**WHAT THE TASK REQUIRES:** Can you rewrite all of the data below, switching every "bounding boxes" to "box coordinates" and leaving everything else untouched?
----------------------------------------
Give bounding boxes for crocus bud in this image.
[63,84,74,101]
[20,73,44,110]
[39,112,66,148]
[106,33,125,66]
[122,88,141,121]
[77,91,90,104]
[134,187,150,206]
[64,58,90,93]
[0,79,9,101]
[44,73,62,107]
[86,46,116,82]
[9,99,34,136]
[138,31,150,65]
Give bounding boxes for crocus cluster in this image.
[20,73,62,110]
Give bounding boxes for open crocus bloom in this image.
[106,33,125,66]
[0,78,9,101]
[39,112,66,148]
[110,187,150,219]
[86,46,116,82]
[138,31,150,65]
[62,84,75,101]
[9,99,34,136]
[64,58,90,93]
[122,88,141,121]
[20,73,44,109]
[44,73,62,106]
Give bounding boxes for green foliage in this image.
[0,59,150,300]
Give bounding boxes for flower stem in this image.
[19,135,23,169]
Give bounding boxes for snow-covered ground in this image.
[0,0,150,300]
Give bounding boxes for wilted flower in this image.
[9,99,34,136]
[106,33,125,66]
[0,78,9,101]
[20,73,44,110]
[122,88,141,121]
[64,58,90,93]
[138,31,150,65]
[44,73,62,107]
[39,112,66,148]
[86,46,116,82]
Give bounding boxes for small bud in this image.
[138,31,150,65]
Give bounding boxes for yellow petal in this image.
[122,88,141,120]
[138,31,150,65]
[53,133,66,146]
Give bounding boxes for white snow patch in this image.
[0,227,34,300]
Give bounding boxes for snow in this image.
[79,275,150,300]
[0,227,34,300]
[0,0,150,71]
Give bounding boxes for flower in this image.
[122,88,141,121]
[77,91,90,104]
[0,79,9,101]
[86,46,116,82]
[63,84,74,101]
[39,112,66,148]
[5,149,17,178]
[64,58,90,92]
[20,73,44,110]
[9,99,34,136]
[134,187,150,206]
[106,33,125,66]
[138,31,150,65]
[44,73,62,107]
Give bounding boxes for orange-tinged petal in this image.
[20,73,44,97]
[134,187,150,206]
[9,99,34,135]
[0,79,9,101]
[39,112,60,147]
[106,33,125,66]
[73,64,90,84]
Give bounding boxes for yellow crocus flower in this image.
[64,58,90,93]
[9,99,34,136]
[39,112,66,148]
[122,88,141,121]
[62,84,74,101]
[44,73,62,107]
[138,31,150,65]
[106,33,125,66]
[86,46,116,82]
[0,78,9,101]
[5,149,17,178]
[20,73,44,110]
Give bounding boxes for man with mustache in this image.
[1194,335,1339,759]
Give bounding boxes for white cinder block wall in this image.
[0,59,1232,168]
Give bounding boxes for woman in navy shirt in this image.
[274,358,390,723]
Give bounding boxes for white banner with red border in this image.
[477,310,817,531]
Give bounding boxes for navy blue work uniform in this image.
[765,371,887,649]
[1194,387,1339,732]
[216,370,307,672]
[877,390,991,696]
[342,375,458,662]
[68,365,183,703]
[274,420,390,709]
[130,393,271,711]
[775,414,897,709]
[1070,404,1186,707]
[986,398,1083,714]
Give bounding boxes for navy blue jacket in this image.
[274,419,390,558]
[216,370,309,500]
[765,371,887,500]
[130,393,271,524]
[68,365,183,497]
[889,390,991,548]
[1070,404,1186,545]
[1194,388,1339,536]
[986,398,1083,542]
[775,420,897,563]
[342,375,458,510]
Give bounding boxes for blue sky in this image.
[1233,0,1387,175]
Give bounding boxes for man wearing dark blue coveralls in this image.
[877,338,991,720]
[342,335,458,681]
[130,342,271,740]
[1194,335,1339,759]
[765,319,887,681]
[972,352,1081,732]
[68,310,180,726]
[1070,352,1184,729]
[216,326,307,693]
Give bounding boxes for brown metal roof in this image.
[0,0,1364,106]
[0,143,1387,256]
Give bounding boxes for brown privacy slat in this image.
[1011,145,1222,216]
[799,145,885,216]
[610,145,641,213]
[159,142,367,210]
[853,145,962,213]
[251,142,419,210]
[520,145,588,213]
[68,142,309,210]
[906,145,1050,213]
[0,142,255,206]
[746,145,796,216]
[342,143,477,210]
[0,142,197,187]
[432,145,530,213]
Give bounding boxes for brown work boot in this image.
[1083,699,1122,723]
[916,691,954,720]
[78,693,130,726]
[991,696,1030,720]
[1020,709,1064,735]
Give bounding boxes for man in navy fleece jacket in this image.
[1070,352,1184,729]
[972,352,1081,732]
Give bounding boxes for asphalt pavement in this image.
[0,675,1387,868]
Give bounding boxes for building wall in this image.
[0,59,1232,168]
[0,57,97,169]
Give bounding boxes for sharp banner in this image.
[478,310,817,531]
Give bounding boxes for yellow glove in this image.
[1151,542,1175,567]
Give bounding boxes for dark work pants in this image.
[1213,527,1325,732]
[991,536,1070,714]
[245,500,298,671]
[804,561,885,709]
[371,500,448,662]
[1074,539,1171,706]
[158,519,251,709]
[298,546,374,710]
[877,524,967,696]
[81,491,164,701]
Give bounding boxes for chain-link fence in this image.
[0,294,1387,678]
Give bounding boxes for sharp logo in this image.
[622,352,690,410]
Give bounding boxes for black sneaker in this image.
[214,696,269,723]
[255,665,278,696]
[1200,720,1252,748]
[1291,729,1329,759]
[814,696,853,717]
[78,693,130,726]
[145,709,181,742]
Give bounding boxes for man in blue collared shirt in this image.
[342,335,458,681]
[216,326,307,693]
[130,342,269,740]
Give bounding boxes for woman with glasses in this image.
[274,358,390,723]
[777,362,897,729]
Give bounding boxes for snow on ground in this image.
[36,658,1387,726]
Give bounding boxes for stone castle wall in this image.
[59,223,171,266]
----------------------------------------
**FULL ANSWER:**
Give box coordinates for crocus bud in this image.
[63,84,74,101]
[20,73,44,110]
[39,112,66,148]
[106,33,125,66]
[122,88,141,121]
[77,91,90,104]
[134,187,150,206]
[64,58,90,93]
[0,79,9,101]
[44,73,62,107]
[86,46,116,82]
[9,99,34,136]
[138,31,150,65]
Give box coordinates for crocus cluster in this image.
[20,73,62,110]
Give box coordinates for open crocus bloom in this image.
[106,33,125,66]
[0,78,9,101]
[39,112,66,148]
[110,187,150,219]
[86,46,116,82]
[138,31,150,65]
[62,84,75,101]
[9,99,34,136]
[64,58,90,93]
[122,88,141,121]
[20,73,44,109]
[44,73,62,106]
Give box coordinates for green foliage in this image.
[0,59,150,300]
Give box coordinates for flower stem in this image.
[19,135,23,169]
Give box coordinates for snow-covered ground in this image.
[0,0,150,300]
Give box coordinates for wilted flower in this image.
[9,99,34,136]
[106,33,125,66]
[0,78,9,101]
[20,73,44,110]
[122,88,141,121]
[64,58,90,93]
[138,31,150,65]
[44,73,62,107]
[39,112,66,148]
[86,46,116,82]
Give box coordinates for small bud in this image.
[138,31,150,65]
Give box coordinates for yellow petal in this image.
[122,88,141,120]
[138,31,150,65]
[53,133,66,146]
Give box coordinates for white snow patch in this image.
[0,227,34,300]
Give box coordinates for snow in this image.
[79,275,150,300]
[0,227,34,300]
[0,0,150,71]
Give box coordinates for flower in this image.
[122,88,141,121]
[77,91,90,104]
[0,79,9,101]
[86,46,116,82]
[63,84,74,101]
[39,112,66,148]
[5,149,17,178]
[64,58,90,92]
[20,73,44,110]
[9,99,34,136]
[134,187,150,206]
[106,33,125,66]
[138,31,150,65]
[44,73,62,107]
Give box coordinates for orange-tinged petal in this image.
[20,73,44,97]
[134,187,150,206]
[9,99,34,135]
[0,79,9,101]
[39,112,60,147]
[106,33,125,66]
[73,64,90,84]
Give box coordinates for yellow crocus flower in this image.
[64,58,90,93]
[9,99,34,136]
[39,112,66,148]
[122,88,141,121]
[62,84,74,101]
[44,73,62,107]
[138,31,150,65]
[106,33,125,66]
[86,46,116,82]
[0,78,9,101]
[5,149,17,178]
[20,73,44,110]
Give box coordinates for man with mustache in this image.
[1194,335,1339,759]
Give box coordinates for white cinder block wall in this image.
[0,59,1232,168]
Give box coordinates for woman in navy shirt in this image.
[274,358,390,723]
Give box coordinates for white banner with red border in this image.
[477,310,817,531]
Give box coordinates for navy blue work uniform in this image.
[765,371,887,649]
[1194,387,1339,732]
[216,370,307,672]
[877,390,991,696]
[342,375,458,662]
[68,365,183,703]
[274,420,390,709]
[130,393,271,711]
[775,414,897,709]
[1070,404,1186,707]
[986,398,1083,714]
Give box coordinates for navy blue jacket in this image.
[274,419,390,558]
[216,370,309,500]
[765,371,887,500]
[130,393,271,524]
[68,365,183,497]
[889,390,991,548]
[1070,404,1186,545]
[1194,388,1339,536]
[986,398,1083,542]
[775,420,897,563]
[342,375,458,510]
Give box coordinates for blue sky in this image.
[1233,0,1387,175]
Give box coordinates for man wearing dark blue coveralls in this image.
[877,338,991,720]
[342,335,458,681]
[130,342,271,740]
[1194,335,1339,759]
[765,319,887,681]
[972,352,1081,732]
[68,310,180,726]
[1070,352,1184,729]
[216,326,307,693]
Give box coordinates for brown metal roof in this image.
[0,0,1364,106]
[0,143,1387,256]
Give box coordinates for brown privacy slat in this image.
[1011,145,1222,216]
[799,145,885,216]
[610,145,641,213]
[159,142,367,210]
[853,145,962,213]
[251,142,419,210]
[520,145,588,213]
[68,142,309,210]
[906,145,1050,213]
[0,142,255,206]
[746,145,796,216]
[342,143,477,210]
[0,142,197,187]
[432,145,530,213]
Give box coordinates for brown work boot in this image.
[1083,699,1122,723]
[916,691,954,720]
[78,693,130,726]
[991,696,1030,720]
[1020,709,1064,735]
Give box coordinates for man in navy fleece jacket in this image.
[1070,352,1184,729]
[972,352,1081,732]
Give box coordinates for asphalt pavement in this image.
[0,675,1387,868]
Give box coordinates for building wall in this image.
[0,59,1232,168]
[0,57,97,169]
Give box coordinates for sharp banner in this image.
[478,310,817,531]
Give box coordinates for yellow glove in this image.
[1151,542,1175,567]
Give box coordinates for dark work pants in this image.
[1213,527,1325,732]
[991,536,1070,714]
[245,500,298,671]
[804,561,885,709]
[371,500,448,662]
[1074,539,1171,706]
[158,519,251,709]
[298,546,374,710]
[877,524,967,696]
[81,491,164,701]
Give box coordinates for chain-link fence in this image.
[0,294,1387,678]
Give box coordinates for sharp logo in this image.
[622,352,690,410]
Give box coordinates for black sneaker in this image.
[214,696,269,723]
[255,665,278,696]
[1200,720,1252,748]
[1291,729,1329,759]
[814,696,853,717]
[78,693,130,726]
[145,709,181,742]
Give box coordinates for man in blue collared shirt in this image.
[342,335,458,681]
[216,326,307,693]
[130,342,269,740]
Give box coordinates for woman with glasses in this image.
[274,358,390,723]
[777,362,897,729]
Give box coordinates for snow on ground in this image.
[36,658,1387,726]
Give box coordinates for stone castle wall in this image.
[59,223,171,266]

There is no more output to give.